* _Texte extrait_

* * * * * * *

Un prologue en prose, en tête du poème, semble rattacher l’œuvre à la liturgie, à l’office même du saint, et indique, à ce qu’il semble, que le poème était lu (ou plutôt chanté), après cet office, mais probablement dans l’église, et devant le peuple assemblé.

Il s’ouvre par un gémissement du poète sur la décadence de la loi et des mœurs, présage de la fin prochaine du monde :

Bons fut li siecles al tens ancienor,
Quer feit i ert e justise et amor,
Si ert credance, dont or n’i at nul prot.
Toz est mudez, perdude at sa color ;
Ja mais n’iert tels com fut als ancessors[2].

Ainsi ces plaintes sur la corruption du siècle et la décadence de la foi retentissaient déjà au XIe siècle ! En général, les auteurs des vies de saints rimées, comme au reste presque tous les écrivains religieux du moyen âge, sont profondément pessimistes ; très persuadés que le monde va de mal en pis ; et ne comptant guère, pour l’améliorer, sur le bon effet de leurs pieuses compositions. À les entendre, on ne se soucie plus d’admirer les saints, et encore moins de les imiter. Pierre, auteur inconnu d’une Vie de saint Eustache (dédiée probablement à Philippe de Dreux, évêque de Beauvais de 1180 à 1217), se plaint ainsi que les saints deviennent bien rares :

Cui voit on mais si contenir
Qu’on le voie saint devenir ?
Ce souloit on véoir assez
Au tans qui est piéça passez[3] !

  1. Ou plutôt monoassonancées.
  2. « Bon fut le siècle au temps des anciens, — car foi y était, et justice et amour, — croyance aussi, dont maintenant n’y a pas beaucoup. — Il est tout changé, il a perdu sa couleur ; — jamais plus ne sera tel qu’il fut aux ancêtres. »
  3. Vie de saint Eustache. (Paul Meyer, Notices et Extraits des manuscrits, t. XXXII.)

* * * * * * *

* _À faire_
a - D'après le texte extrait, à qui la Vie de saint Eustache est-elle probablement dédiée ?
b - Pour chacune des affirmations suivantes, dites si elle s'accorde avec le texte extrait, en citant les mots qui tranchent : (i) le poème s'ouvre par une plainte sur la décadence de la loi et des mœurs ; (ii) les écrivains religieux du moyen âge y sont présentés comme optimistes ; (iii) le prologue placé en tête du poème est en vers.

* _Données affichées_
* * * * * * *

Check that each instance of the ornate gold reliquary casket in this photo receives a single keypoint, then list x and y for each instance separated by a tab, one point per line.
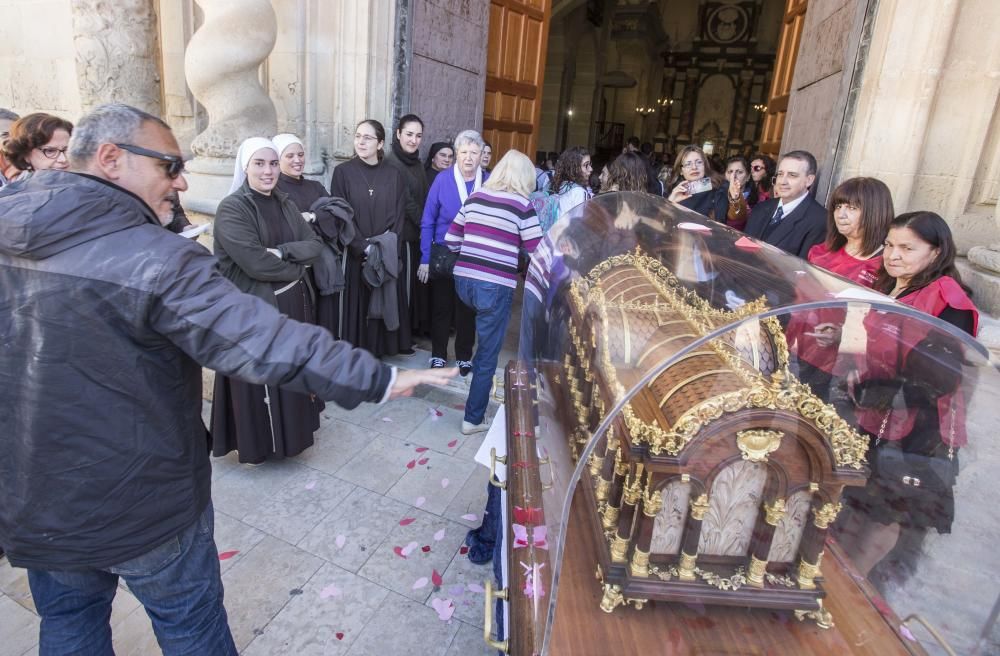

* * * * * * *

* _Réponses_
a - À Philippe de Dreux, évêque de Beauvais de 1180 à 1217.

b -
(i) Oui : « Il s’ouvre par un gémissement du poète sur la décadence de la loi et des mœurs ».
(ii) Non : « sont profondément pessimistes ».
(iii) Non : « Un prologue en prose, en tête du poème ».